What you have to do ▸
Please pick out every line in the items below that contains the word "panel".

Entries shown ▸
-----
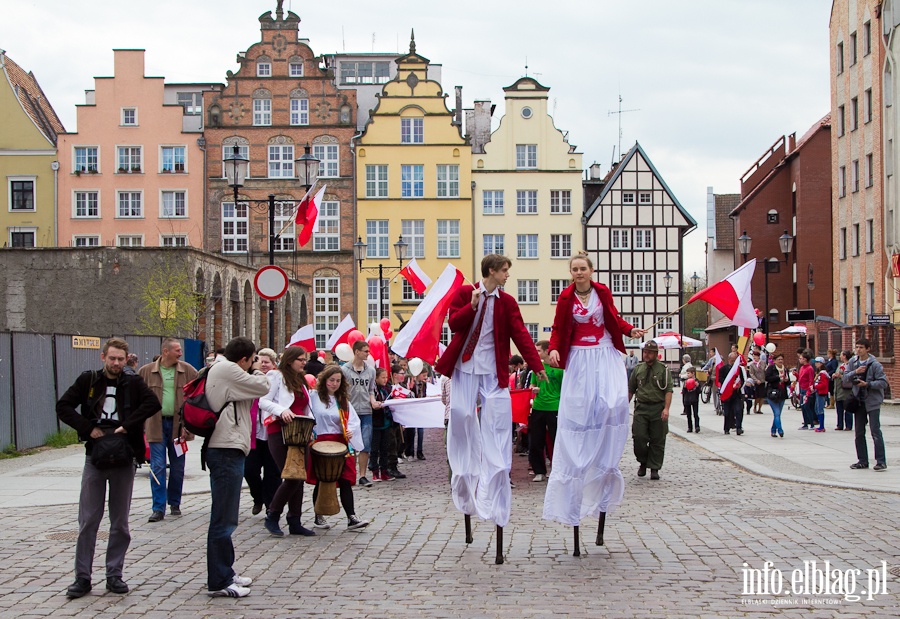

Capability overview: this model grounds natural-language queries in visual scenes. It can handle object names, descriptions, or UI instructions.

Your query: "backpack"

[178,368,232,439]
-----
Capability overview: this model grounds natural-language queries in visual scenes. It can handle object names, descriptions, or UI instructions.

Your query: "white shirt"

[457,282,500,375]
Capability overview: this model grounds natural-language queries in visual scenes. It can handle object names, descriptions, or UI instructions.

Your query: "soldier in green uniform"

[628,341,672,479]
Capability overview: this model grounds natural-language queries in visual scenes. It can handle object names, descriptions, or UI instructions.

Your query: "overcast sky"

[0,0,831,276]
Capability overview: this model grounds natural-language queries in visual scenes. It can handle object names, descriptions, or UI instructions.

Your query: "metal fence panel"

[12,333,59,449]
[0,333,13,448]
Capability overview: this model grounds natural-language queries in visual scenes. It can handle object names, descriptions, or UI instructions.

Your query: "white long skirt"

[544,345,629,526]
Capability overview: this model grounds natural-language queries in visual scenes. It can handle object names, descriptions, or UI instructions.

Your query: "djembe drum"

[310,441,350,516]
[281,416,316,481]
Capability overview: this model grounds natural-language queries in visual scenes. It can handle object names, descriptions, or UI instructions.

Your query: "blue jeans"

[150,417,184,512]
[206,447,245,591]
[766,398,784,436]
-----
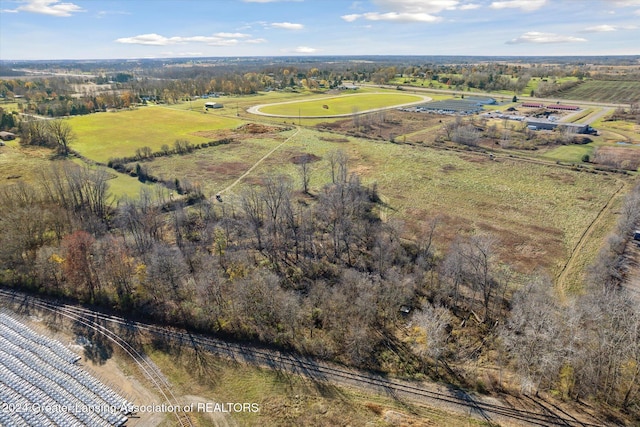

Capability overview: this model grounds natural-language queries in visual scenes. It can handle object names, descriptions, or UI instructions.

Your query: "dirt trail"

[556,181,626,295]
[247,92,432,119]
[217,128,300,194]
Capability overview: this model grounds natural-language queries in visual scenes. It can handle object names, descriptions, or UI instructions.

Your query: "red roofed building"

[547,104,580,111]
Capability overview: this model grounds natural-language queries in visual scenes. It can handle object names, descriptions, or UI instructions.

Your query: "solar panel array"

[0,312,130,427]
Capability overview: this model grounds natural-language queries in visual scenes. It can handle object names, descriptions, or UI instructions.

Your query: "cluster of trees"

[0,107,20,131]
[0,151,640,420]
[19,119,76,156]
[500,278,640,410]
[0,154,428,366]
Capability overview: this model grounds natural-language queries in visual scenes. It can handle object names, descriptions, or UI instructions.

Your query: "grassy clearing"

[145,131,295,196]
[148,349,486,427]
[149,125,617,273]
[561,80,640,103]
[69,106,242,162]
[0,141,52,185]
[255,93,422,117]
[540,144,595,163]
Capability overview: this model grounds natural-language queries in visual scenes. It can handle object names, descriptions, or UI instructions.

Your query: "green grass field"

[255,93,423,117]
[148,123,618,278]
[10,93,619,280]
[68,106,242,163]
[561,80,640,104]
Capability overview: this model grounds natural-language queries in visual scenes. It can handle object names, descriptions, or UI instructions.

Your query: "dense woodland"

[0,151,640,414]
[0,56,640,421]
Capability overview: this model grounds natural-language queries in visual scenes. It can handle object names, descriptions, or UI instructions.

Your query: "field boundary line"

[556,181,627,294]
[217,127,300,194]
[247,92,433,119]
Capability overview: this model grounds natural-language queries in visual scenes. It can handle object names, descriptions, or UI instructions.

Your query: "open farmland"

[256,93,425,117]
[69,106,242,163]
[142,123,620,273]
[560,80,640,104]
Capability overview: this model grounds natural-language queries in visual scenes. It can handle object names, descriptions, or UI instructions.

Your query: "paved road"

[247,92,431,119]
-----
Answer ▸
Your query: "metal fence panel"
Your query: "solar panel array"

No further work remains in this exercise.